Raw records
####

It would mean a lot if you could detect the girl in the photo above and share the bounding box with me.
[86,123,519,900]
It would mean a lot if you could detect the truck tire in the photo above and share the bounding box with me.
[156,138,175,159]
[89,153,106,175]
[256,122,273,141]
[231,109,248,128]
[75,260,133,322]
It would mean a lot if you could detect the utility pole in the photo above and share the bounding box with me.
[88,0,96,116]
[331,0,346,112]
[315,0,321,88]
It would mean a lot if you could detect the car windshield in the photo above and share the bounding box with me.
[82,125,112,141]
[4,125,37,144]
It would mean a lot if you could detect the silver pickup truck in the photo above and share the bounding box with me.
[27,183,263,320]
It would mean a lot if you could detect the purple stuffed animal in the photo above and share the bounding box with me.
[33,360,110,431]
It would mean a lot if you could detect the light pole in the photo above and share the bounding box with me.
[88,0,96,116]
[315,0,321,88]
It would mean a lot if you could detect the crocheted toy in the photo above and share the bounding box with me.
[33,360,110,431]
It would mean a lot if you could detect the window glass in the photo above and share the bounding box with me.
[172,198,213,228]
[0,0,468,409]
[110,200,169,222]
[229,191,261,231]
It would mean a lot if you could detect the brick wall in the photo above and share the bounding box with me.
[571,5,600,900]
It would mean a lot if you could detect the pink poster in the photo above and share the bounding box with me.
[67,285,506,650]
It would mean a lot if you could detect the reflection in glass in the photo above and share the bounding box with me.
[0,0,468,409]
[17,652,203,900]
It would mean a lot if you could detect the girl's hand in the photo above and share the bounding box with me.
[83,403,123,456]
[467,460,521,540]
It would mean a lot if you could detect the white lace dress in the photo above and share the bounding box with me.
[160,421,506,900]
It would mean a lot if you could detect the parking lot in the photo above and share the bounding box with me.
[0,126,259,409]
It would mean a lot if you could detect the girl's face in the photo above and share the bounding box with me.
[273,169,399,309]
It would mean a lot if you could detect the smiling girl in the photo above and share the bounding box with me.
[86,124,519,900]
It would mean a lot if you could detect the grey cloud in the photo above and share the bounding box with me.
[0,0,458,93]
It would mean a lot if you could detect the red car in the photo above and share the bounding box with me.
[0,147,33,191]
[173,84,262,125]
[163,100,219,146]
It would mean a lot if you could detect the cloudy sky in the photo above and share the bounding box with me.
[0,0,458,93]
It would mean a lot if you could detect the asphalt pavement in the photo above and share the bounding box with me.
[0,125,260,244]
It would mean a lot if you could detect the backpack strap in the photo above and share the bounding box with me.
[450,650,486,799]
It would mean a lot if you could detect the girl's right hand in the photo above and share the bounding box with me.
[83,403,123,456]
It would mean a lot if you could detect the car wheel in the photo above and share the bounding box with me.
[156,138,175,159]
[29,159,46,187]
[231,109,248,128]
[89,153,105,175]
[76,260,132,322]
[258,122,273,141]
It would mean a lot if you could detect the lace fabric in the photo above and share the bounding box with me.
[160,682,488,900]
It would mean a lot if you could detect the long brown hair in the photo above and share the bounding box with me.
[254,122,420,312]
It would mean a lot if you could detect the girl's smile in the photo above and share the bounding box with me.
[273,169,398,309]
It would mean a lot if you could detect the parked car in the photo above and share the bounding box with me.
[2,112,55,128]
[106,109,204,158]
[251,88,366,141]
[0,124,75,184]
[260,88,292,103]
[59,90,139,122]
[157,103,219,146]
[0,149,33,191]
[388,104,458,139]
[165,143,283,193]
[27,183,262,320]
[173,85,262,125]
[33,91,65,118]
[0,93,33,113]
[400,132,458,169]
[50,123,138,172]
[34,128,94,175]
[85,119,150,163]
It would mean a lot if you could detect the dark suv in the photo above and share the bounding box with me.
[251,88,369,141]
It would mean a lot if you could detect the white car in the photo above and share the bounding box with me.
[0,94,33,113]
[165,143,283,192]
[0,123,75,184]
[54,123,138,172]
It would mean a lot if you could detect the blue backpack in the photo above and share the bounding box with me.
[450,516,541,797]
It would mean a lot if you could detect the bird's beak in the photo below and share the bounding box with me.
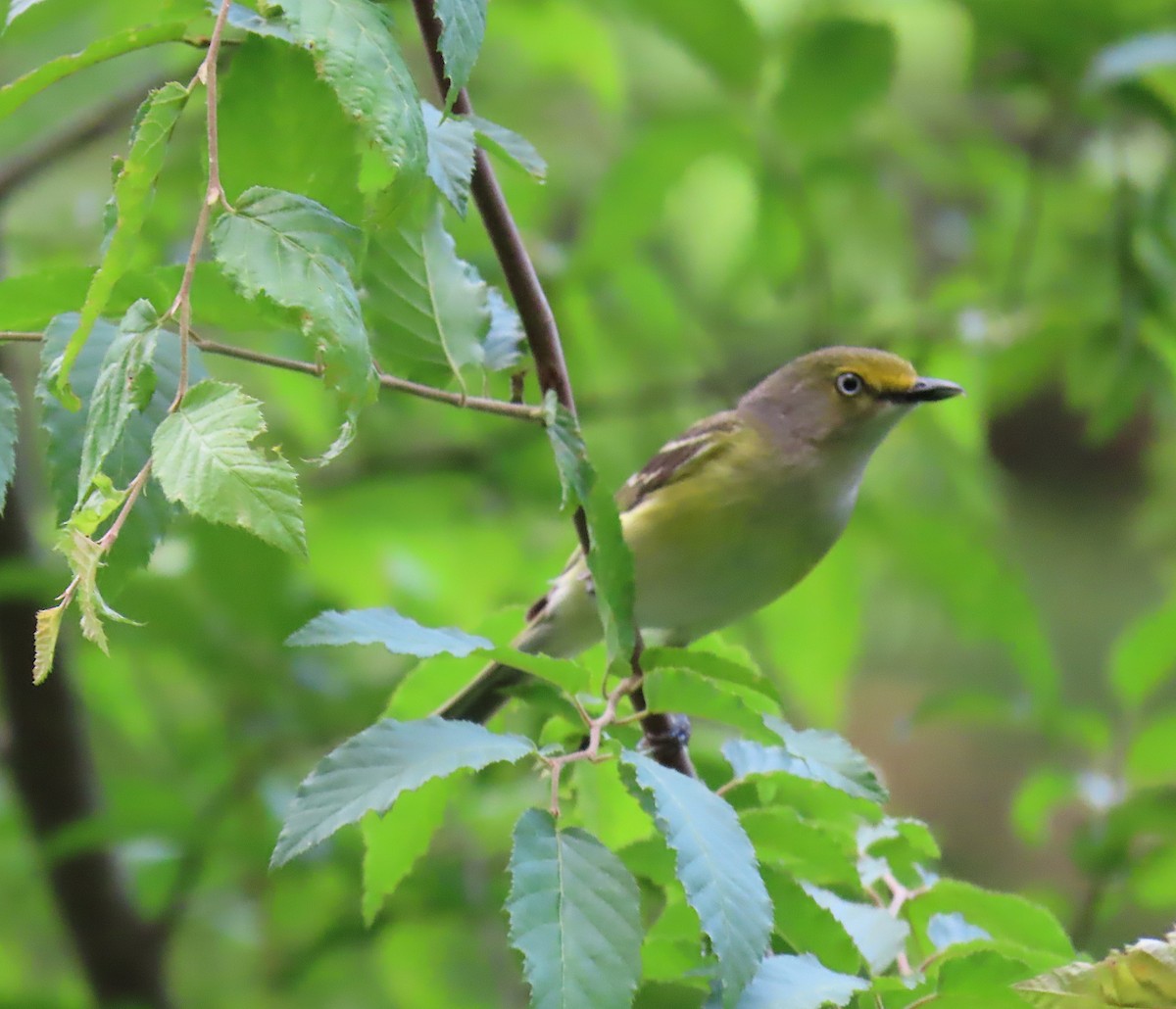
[886,379,963,404]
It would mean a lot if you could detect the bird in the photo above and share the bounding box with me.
[434,346,963,722]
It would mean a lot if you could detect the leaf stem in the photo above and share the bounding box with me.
[167,0,231,411]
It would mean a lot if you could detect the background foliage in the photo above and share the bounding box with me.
[0,0,1176,1005]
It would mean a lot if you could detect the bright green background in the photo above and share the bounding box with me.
[0,0,1176,1007]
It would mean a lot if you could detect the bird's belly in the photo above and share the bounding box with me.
[625,479,848,644]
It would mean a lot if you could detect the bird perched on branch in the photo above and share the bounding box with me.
[437,347,963,722]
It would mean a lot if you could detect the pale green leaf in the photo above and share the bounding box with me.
[621,750,771,1004]
[51,81,188,409]
[466,116,547,182]
[801,884,910,974]
[272,0,425,176]
[739,952,869,1009]
[506,809,642,1009]
[0,22,187,119]
[361,775,457,926]
[77,301,161,501]
[436,0,487,108]
[0,375,18,515]
[286,608,494,657]
[212,186,375,456]
[270,717,535,867]
[421,101,474,216]
[152,381,306,553]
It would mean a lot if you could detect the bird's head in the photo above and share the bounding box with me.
[739,347,963,456]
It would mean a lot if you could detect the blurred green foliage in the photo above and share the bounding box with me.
[0,0,1176,1007]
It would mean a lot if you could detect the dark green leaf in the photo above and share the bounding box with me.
[621,750,771,1004]
[272,0,425,177]
[507,809,641,1009]
[0,375,18,515]
[49,82,188,409]
[77,301,161,504]
[436,0,486,108]
[152,381,306,553]
[466,116,547,182]
[286,608,494,657]
[270,718,535,867]
[739,952,869,1009]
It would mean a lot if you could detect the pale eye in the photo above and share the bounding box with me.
[837,371,865,397]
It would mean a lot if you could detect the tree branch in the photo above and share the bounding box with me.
[413,0,694,775]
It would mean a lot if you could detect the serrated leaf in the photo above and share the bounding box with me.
[739,952,869,1009]
[927,911,992,950]
[436,0,486,108]
[33,603,66,685]
[77,301,161,501]
[272,0,425,176]
[36,314,206,567]
[1110,595,1176,710]
[0,375,19,515]
[270,717,535,867]
[286,606,494,658]
[466,116,547,182]
[1015,933,1176,1009]
[801,884,910,974]
[506,809,642,1009]
[421,101,474,217]
[212,186,376,457]
[543,389,636,667]
[152,381,306,553]
[364,196,490,389]
[722,716,888,803]
[0,24,187,119]
[361,776,455,927]
[621,750,771,1005]
[49,81,188,409]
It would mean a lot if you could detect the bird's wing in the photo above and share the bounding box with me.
[527,410,740,623]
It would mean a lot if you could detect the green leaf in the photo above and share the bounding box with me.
[272,0,425,177]
[421,101,474,217]
[739,952,869,1009]
[723,716,888,803]
[436,0,486,108]
[364,196,490,389]
[77,301,161,504]
[33,602,66,686]
[286,606,494,657]
[49,81,188,409]
[0,22,190,119]
[763,869,862,974]
[621,750,771,1004]
[270,717,535,867]
[801,884,910,974]
[212,186,376,457]
[0,375,19,515]
[361,776,455,927]
[1016,933,1176,1009]
[36,312,206,567]
[506,809,642,1009]
[152,381,306,553]
[1110,594,1176,710]
[466,116,547,182]
[543,389,636,667]
[906,880,1074,957]
[776,18,896,140]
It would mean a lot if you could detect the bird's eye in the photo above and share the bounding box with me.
[837,371,865,397]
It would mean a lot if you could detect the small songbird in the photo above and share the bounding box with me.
[437,347,963,722]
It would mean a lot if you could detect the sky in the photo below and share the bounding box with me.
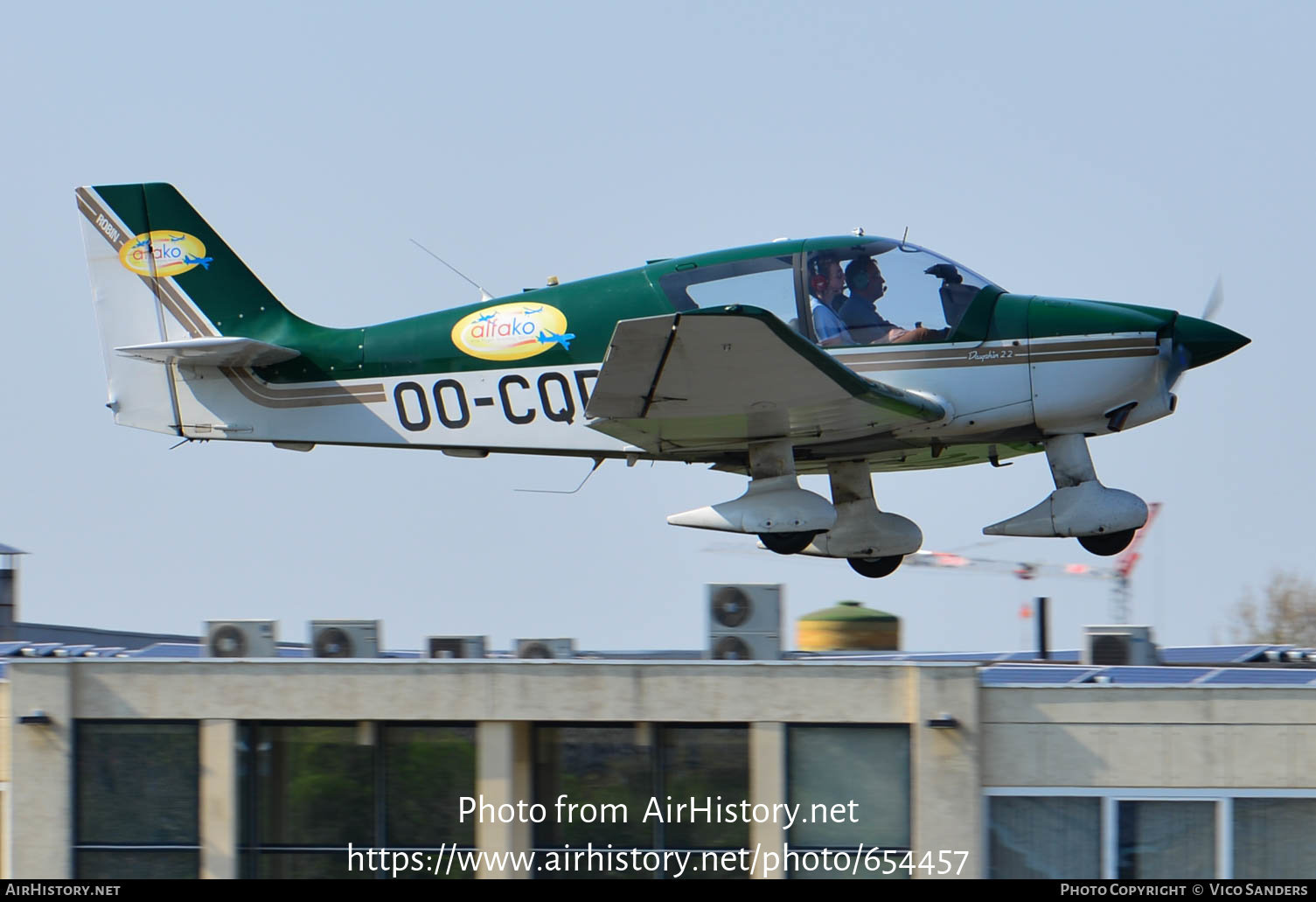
[0,0,1316,651]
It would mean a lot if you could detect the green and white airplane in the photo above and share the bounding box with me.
[76,185,1248,577]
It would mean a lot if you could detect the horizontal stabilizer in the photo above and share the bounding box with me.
[115,337,302,368]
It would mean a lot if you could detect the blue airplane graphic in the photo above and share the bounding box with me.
[540,329,575,350]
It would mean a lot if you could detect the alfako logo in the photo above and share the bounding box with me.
[118,229,212,276]
[453,303,575,360]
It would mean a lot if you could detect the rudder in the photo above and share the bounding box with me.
[76,183,305,435]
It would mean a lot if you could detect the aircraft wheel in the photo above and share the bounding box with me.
[758,532,815,555]
[846,555,904,579]
[1078,529,1137,557]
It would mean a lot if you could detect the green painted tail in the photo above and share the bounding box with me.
[89,183,310,344]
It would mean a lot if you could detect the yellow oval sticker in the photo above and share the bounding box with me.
[118,229,211,276]
[453,304,575,360]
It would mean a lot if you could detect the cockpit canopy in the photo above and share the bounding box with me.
[661,238,1000,347]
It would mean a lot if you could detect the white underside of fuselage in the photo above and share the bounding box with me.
[164,333,1171,459]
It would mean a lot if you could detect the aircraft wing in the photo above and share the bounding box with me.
[586,305,945,453]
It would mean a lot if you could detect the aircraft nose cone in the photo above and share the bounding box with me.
[1173,313,1251,368]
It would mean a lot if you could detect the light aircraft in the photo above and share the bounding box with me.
[76,185,1248,577]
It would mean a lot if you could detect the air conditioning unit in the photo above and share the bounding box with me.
[707,584,782,661]
[1079,626,1157,667]
[516,639,575,660]
[205,620,279,657]
[310,620,384,657]
[425,636,488,657]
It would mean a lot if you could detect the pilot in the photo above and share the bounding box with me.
[841,256,935,345]
[810,253,858,347]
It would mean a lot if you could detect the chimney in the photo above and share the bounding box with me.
[0,545,26,641]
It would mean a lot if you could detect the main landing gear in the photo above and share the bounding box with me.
[667,438,923,578]
[983,435,1147,557]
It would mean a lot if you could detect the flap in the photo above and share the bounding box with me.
[586,305,945,451]
[115,337,302,367]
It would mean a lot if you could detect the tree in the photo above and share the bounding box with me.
[1233,571,1316,648]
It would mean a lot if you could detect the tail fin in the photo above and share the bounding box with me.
[76,185,305,435]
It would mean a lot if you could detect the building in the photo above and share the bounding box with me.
[0,629,1316,879]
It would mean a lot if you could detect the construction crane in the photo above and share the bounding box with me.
[904,501,1160,623]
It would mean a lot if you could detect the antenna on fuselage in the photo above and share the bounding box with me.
[408,238,493,300]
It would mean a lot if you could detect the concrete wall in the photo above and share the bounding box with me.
[0,660,982,877]
[982,686,1316,789]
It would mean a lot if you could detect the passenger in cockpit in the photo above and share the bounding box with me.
[810,253,858,347]
[841,256,937,345]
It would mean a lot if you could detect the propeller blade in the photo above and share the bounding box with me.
[1201,276,1225,321]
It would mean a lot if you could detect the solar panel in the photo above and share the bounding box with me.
[982,664,1100,686]
[18,642,63,657]
[83,646,123,657]
[1001,648,1078,664]
[54,646,94,657]
[1201,668,1316,686]
[1097,668,1216,686]
[128,642,201,657]
[1160,644,1274,664]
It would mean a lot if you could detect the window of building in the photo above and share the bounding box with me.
[987,787,1316,879]
[1118,801,1216,879]
[240,723,475,878]
[1233,798,1316,879]
[73,720,200,879]
[534,724,749,879]
[987,797,1102,879]
[787,724,909,877]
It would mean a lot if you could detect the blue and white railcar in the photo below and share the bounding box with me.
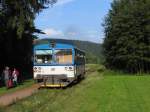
[33,42,85,87]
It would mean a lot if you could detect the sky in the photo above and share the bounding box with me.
[35,0,112,43]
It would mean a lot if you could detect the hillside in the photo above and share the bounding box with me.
[36,39,102,63]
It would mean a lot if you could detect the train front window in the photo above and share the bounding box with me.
[35,50,53,64]
[55,49,72,64]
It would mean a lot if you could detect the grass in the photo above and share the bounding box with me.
[2,65,150,112]
[0,79,34,96]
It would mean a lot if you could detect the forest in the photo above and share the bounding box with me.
[103,0,150,73]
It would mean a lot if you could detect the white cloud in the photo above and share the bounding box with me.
[40,28,103,43]
[55,0,74,6]
[43,28,63,37]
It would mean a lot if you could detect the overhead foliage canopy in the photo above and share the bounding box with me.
[104,0,150,72]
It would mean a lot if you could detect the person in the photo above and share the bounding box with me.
[3,66,12,88]
[12,68,19,86]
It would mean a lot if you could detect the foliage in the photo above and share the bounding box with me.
[104,0,150,72]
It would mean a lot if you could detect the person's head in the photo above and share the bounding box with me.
[5,66,9,70]
[14,68,16,71]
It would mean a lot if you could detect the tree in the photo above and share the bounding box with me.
[103,0,150,72]
[0,0,56,78]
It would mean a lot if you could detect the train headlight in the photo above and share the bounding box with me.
[33,67,42,72]
[65,67,73,71]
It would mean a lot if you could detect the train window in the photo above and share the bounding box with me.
[55,49,72,64]
[35,50,52,64]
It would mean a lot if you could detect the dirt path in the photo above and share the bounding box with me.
[0,84,39,106]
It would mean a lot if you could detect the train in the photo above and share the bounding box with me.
[33,41,85,87]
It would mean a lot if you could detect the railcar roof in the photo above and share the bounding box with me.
[34,43,76,49]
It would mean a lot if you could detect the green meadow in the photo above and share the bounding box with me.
[1,65,150,112]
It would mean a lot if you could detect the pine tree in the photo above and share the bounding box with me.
[104,0,150,72]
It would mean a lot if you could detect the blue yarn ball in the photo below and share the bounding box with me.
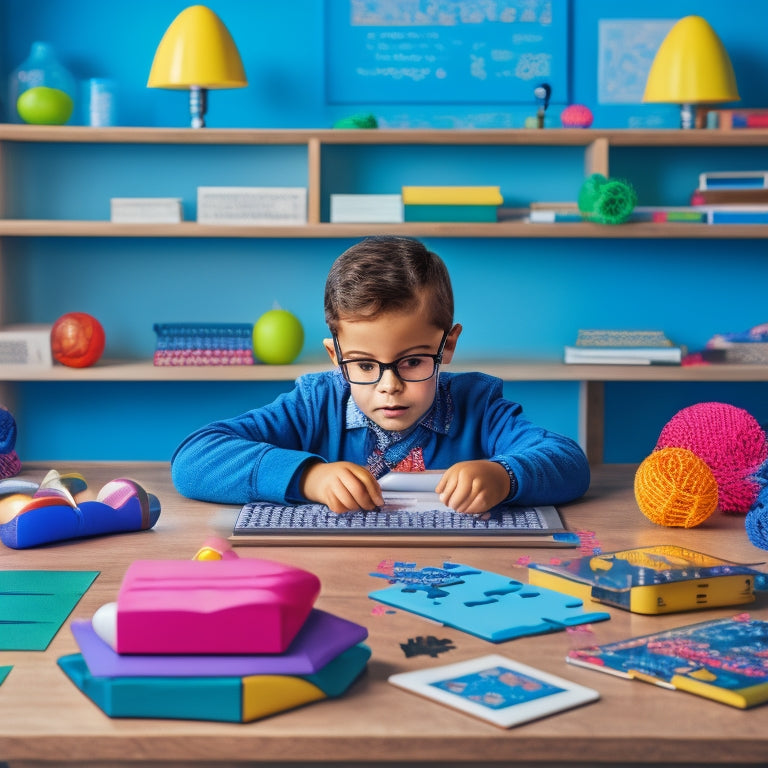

####

Exercise task
Rewrite the stretch from the line containing "It would mean a lot if you could detect the dirt" through the end of the records, changing "pine tree" to "fir tree" and keeping everything else the same. Leave the pictures out of your answer.

Complete answer
It would mean a lot if you could detect the dirt path in the photo above and share the bounding box with me.
[0,84,39,106]
It would mean a lot if you could detect the train in the photo above and share the bounding box with me.
[33,41,85,87]
It would mean a lot if you could detect the railcar roof in the photo above and share the bounding box with me.
[34,43,76,49]
It would mean a lot if you could detect the green meadow in the photo above and share the bounding box with me.
[1,65,150,112]
It would mean a lot if you could detect the fir tree in the photo above and share the bounding box with me.
[104,0,150,72]
It would mean a lot if you could detect the blue yarn ball in the photo below and share the bounding box with me.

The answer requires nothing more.